Written instruction 1 ::
From the commentary on Jacob's return home, return the passage starting at "Initially, Jacob has" and ending at "his estranged brother.".
Written instruction 2 ::
Answer these questions using the commentary on Jacob's return home.
(a) What name does Jacob give the place where the angels of God meet him?
(b) How many men does the news say are coming with Esau?
(c) Into how many groups does Jacob first divide his company?
Written instruction 3 ::
Render this sentence from the commentary on Jacob's return home in Spanish: "Jacob is not stymied by this news and he starts planning and praying."

Initially, Jacob has reason to be encouraged that his return home will be peaceful because angels of God meet him as he travels. He calls the place where he meets them, “Mahanaim,” which translates to “double camp.” Their presence represents God being with Jacob, and that there will be continued blessings and oversight upon him during this journey. Jacob, although heartened and encouraged by the angels of God, is still thoughtful and strategic as he thinks about how best to present himself to Esau. He sends messengers before him to announce his arrival, saying that he has worked with Laban and is returning prosperous. The mention of his “oxen, donkeys, flocks and male and female servants” is meant to be suggestive to Esau that Jacob is prepared to share his blessings with his estranged brother.

But the news that returns to Jacob with the messengers is not as positive as Jacob would have hoped: Esau is coming his way with four hundred men. Jacob is not stymied by this news and he starts planning and praying. Jacob’s first plan is to divide his large company into two separate groups so that if one is attacked by Esau, the other will survive. Then, in verses 9-12, Jacob prays:

“O God of my father Abraham, God of my father Isaac, Lord, you who said to me, ‘Go back to your country and your relatives, and I will make you prosper,’ I am unworthy of all the kindness and faithfulness you have shown your servant. I had only my staff when I crossed this Jordan, but now I have become two camps. Save me, I pray, from the hand of my brother Esau, for I am afraid he will come and attack me, and also the mothers with their children. But you have said, ‘I will surely make you prosper and will make your descendants like the sand of the sea, which cannot be counted.’”

Jacob’s prayer is a humble request that God care for him and his family; he recalls to God how God had told him that he would be well taken care of. There is also a deeper note of humility and faith here than we have seen from Jacob before. His relationship with God is growing and deepening, and it rests on his reception of the Abrahamic covenant. Jacob is relying on the outcome of these promises to carry him through the threat of Esau.

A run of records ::
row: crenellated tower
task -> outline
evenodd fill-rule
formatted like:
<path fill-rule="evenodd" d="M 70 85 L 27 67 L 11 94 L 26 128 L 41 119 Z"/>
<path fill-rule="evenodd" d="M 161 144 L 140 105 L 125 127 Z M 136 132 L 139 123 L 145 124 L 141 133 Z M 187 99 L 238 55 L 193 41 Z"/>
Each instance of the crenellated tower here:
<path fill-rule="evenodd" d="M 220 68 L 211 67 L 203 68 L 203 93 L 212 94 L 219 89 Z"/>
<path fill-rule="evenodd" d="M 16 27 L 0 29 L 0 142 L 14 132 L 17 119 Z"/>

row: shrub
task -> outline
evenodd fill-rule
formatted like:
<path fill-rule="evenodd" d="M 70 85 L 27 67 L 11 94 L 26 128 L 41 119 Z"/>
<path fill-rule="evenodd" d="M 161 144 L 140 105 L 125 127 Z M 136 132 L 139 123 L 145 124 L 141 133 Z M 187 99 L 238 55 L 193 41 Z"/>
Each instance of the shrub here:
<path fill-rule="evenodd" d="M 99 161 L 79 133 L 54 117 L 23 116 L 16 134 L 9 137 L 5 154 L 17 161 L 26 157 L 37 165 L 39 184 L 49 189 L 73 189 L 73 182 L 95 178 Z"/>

Correct output 1 ::
Initially, Jacob has reason to be encouraged that his return home will be peaceful because angels of God meet him as he travels. He calls the place where he meets them, “Mahanaim,” which translates to “double camp.” Their presence represents God being with Jacob, and that there will be continued blessings and oversight upon him during this journey. Jacob, although heartened and encouraged by the angels of God, is still thoughtful and strategic as he thinks about how best to present himself to Esau. He sends messengers before him to announce his arrival, saying that he has worked with Laban and is returning prosperous. The mention of his “oxen, donkeys, flocks and male and female servants” is meant to be suggestive to Esau that Jacob is prepared to share his blessings with his estranged brother.

Correct output 2 ::
(a) Mahanaim
(b) Four hundred
(c) Two

Correct output 3 ::
Jacob no se deja paralizar por esta noticia y comienza a planear y a orar.